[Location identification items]
= = = = =

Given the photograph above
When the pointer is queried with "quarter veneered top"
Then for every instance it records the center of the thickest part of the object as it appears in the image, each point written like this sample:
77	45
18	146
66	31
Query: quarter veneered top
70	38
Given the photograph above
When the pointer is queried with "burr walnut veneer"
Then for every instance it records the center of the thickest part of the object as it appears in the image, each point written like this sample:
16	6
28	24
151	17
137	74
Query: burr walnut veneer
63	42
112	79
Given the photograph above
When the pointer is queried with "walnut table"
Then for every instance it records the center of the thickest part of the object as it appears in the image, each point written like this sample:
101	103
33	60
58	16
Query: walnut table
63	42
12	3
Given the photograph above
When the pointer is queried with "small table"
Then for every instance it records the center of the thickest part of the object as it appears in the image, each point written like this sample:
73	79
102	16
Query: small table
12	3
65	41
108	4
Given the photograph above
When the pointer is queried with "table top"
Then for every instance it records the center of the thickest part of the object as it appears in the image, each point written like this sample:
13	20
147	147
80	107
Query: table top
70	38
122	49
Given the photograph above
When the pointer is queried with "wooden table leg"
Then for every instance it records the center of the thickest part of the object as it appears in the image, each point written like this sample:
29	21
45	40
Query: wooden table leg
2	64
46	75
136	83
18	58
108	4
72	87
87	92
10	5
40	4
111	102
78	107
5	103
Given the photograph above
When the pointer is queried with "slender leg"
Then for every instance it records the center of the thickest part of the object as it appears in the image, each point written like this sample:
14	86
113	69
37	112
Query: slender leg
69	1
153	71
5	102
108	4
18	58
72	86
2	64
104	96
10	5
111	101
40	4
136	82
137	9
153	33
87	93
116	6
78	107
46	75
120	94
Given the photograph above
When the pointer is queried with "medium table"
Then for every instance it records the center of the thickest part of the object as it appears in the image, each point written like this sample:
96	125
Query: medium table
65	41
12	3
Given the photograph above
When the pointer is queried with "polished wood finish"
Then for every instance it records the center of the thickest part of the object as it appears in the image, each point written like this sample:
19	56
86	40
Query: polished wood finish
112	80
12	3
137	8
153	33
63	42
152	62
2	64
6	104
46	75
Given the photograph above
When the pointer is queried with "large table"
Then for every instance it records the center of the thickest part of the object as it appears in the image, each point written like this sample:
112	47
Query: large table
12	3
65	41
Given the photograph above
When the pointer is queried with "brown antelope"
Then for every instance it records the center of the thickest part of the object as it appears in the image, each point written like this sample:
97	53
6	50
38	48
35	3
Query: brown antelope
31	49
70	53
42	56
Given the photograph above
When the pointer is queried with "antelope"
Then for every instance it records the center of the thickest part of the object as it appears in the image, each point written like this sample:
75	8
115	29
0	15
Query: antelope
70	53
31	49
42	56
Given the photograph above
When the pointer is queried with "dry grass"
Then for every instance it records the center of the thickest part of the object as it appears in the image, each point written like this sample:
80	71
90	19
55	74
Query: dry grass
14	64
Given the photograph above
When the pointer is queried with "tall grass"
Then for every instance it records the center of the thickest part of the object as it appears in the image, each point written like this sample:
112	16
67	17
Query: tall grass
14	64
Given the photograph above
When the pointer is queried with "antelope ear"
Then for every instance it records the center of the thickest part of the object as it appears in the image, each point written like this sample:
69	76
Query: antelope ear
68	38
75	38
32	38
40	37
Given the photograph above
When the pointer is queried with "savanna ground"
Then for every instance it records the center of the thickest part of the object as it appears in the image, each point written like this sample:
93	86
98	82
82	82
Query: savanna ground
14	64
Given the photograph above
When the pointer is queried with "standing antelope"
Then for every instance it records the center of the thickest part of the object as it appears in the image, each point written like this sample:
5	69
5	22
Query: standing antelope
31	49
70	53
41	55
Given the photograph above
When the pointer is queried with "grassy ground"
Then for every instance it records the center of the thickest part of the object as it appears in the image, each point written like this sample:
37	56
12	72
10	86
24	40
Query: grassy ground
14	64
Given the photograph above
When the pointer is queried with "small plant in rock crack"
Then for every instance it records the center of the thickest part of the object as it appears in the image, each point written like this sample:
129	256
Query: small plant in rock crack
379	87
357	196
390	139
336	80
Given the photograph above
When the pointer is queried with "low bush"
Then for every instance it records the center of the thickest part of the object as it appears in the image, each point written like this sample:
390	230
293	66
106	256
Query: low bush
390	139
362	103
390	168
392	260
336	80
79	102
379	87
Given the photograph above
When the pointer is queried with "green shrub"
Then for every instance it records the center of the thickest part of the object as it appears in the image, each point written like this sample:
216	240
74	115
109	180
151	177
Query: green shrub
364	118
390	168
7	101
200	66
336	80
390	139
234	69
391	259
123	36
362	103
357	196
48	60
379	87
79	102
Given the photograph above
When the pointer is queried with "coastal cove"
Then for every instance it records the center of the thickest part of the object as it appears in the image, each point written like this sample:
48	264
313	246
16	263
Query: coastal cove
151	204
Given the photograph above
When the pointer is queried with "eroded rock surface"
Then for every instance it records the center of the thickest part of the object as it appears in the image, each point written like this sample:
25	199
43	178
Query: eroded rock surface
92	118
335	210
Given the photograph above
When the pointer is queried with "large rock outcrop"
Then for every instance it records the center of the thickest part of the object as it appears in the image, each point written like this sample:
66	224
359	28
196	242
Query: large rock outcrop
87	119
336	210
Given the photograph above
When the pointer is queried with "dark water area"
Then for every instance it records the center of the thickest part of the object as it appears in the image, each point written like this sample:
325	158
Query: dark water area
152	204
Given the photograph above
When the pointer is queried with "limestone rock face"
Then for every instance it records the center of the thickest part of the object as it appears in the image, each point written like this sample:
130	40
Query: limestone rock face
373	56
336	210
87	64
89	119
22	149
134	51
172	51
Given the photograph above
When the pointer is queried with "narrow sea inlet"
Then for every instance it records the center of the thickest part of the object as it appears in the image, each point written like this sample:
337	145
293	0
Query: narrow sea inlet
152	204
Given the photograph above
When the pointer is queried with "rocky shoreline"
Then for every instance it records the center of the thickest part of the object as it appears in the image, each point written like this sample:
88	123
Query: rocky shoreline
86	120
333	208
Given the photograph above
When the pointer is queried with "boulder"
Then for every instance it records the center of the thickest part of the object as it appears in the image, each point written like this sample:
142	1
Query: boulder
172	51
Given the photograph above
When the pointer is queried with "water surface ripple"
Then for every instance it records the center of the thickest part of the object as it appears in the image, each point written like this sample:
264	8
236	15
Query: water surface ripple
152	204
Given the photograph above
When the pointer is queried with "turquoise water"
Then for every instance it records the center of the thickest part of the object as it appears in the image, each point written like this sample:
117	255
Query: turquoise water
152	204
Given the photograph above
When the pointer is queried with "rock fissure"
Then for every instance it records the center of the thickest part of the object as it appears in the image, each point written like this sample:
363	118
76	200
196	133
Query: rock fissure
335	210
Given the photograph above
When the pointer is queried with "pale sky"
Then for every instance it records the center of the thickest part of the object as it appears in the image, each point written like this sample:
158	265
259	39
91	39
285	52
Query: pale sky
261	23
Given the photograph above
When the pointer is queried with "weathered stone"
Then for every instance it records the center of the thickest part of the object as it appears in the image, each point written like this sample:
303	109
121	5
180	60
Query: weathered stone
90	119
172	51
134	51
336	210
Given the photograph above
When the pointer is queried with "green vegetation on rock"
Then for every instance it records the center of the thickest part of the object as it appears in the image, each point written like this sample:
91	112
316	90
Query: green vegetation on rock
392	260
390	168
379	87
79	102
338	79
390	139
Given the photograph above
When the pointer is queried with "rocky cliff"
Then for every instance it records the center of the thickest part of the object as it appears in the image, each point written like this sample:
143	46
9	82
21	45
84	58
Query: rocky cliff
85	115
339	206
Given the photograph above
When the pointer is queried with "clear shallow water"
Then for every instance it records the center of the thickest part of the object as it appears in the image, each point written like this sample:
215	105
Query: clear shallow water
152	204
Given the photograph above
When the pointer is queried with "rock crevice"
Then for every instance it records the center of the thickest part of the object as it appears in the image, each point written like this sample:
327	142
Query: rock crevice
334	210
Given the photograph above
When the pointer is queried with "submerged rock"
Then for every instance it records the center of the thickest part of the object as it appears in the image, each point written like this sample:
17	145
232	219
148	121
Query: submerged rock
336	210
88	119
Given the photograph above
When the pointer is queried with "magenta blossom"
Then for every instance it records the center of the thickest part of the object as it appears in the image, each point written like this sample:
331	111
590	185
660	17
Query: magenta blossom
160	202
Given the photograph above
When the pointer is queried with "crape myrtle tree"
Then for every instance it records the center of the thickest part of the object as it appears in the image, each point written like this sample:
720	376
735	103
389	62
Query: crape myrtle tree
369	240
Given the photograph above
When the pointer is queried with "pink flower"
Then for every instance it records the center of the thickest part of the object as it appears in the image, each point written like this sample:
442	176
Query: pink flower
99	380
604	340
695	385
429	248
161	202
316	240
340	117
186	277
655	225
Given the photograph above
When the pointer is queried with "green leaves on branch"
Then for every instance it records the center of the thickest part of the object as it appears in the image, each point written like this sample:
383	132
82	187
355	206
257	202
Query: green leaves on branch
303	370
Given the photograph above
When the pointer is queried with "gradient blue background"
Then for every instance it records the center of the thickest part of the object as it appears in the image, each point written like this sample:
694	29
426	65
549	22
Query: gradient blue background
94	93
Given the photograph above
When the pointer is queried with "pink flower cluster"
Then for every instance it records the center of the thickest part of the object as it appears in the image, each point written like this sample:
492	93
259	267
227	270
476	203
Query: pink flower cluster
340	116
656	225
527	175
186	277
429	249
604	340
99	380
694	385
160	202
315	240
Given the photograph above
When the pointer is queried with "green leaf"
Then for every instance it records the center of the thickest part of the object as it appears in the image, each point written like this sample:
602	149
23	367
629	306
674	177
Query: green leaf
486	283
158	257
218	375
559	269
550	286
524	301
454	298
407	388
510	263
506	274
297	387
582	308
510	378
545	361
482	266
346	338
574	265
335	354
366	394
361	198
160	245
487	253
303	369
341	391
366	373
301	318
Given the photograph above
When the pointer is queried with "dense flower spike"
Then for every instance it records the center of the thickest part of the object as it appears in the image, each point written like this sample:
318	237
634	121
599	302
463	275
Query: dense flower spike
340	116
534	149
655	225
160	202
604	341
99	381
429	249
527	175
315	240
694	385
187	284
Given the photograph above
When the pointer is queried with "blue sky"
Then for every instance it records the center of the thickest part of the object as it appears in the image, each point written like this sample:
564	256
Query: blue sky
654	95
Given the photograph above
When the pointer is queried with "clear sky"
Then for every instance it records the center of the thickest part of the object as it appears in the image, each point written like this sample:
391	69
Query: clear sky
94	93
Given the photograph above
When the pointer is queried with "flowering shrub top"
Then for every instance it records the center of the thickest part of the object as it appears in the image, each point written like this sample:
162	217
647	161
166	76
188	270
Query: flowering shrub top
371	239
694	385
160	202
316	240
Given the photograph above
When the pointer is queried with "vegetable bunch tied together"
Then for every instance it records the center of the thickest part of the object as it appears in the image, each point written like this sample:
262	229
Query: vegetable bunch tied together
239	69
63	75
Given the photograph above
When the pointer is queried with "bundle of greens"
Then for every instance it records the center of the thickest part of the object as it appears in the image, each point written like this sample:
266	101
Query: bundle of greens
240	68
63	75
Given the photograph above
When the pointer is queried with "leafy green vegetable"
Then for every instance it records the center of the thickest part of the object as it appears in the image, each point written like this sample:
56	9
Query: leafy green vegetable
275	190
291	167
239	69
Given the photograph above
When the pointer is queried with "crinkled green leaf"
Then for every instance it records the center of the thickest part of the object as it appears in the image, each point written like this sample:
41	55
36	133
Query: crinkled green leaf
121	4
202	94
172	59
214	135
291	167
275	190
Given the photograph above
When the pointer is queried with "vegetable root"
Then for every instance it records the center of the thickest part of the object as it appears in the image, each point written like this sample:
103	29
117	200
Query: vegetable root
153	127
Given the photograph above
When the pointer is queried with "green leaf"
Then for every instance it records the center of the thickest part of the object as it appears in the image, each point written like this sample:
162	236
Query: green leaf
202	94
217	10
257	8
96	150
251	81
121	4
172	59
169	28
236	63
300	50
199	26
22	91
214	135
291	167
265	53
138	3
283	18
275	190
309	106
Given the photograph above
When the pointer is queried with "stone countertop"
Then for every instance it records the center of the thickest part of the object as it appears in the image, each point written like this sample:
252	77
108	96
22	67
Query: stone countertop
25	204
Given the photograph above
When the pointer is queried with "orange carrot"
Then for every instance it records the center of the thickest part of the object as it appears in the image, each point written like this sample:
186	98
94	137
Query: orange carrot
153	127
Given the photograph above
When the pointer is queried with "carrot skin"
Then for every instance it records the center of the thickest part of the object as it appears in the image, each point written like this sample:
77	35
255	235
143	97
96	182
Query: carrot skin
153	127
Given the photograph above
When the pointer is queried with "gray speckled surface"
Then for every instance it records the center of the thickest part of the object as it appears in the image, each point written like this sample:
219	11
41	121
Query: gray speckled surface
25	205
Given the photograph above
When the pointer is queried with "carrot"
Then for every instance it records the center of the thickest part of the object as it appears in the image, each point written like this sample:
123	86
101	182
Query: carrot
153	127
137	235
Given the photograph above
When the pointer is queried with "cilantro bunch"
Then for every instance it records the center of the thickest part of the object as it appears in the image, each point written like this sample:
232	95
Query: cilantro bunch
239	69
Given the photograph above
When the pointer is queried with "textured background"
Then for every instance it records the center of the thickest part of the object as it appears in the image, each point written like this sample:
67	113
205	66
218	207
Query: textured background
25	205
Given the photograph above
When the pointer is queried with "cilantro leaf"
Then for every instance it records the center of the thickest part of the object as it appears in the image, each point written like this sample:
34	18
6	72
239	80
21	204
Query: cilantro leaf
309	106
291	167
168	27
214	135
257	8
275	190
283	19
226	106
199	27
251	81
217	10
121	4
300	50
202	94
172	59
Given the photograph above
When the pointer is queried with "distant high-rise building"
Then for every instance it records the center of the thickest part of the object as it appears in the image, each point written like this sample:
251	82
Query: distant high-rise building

= = = = =

→ WHAT THE TASK ASKS: Locate each line in the rows above that contains the string "rise" and copy all of those lines.

→ EXPECTED OUTPUT:
When the pointer is queried with "distant high-rise building"
Query: distant high-rise building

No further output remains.